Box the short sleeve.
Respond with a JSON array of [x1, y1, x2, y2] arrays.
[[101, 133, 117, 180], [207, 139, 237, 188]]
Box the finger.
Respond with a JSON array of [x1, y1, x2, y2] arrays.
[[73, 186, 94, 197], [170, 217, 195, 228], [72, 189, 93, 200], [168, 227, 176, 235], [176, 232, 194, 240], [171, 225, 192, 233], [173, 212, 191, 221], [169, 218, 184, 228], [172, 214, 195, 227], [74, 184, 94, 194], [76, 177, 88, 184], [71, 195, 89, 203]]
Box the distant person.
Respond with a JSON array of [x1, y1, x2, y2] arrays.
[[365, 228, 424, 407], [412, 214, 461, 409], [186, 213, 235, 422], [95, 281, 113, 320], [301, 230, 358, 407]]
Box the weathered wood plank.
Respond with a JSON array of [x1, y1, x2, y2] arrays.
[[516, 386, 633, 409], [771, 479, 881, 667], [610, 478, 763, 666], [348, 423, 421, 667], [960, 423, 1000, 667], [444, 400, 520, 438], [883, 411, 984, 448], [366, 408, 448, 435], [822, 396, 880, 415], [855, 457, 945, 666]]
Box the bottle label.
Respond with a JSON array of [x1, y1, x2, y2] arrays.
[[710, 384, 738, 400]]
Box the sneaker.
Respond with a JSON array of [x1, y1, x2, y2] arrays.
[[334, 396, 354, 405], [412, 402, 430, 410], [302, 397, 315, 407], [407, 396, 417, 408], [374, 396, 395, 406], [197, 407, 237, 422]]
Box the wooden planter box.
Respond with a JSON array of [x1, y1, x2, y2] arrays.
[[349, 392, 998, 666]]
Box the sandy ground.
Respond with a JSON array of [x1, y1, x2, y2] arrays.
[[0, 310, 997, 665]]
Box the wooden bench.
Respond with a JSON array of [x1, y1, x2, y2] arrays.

▶ [TASK GOAL] Write out the whole listing again. Match it word for word.

▶ [EXERCISE SOLUTION]
Box the short sleeve.
Respond with a JSON array of [x1, y1, x2, y2] arrays.
[[101, 133, 117, 180], [207, 139, 237, 188]]
Box the finger.
Respond with a JSON array of [x1, y1, x2, y2] arrays.
[[73, 186, 94, 197], [170, 217, 195, 228], [72, 189, 93, 200], [168, 227, 176, 235], [176, 232, 194, 240], [171, 225, 192, 233], [173, 212, 191, 221], [169, 218, 184, 228], [172, 214, 195, 227], [74, 184, 94, 194], [76, 177, 88, 184], [71, 195, 89, 203]]
Box the distant person.
Respond with a JSON array of [x1, y1, x2, y2] arrays.
[[365, 228, 424, 407], [412, 214, 461, 409], [186, 213, 235, 422], [95, 281, 113, 320], [301, 230, 358, 407]]
Box the weathered wood plank.
Respond with a JSON array of [x1, y1, x2, y2] arrays.
[[516, 386, 633, 409], [771, 479, 881, 667], [610, 478, 763, 666], [348, 423, 421, 667], [960, 423, 1000, 667], [444, 400, 520, 438], [883, 411, 984, 448], [366, 408, 448, 435], [822, 396, 880, 415], [855, 457, 945, 666]]
Box the bottle label.
Respond with a JSON array of [x1, y1, x2, y2] arrays.
[[710, 384, 738, 400]]
Box the sneaker.
Respond with a JSON array of [x1, y1, x2, y2] arrays.
[[334, 396, 354, 405], [412, 402, 430, 410], [302, 397, 315, 407], [407, 396, 417, 408], [374, 396, 395, 406], [197, 407, 237, 422]]
Box the wooden planter box.
Respond with a JSON array of [x1, y1, x2, y2] arrays.
[[349, 392, 998, 666]]
Box the sandy ground.
Respond with a JSON array of [x1, y1, x2, y2] arrays.
[[0, 310, 997, 665]]
Box the wooden bench.
Respond with a JSON array of [x1, y1, x2, y2] arrays.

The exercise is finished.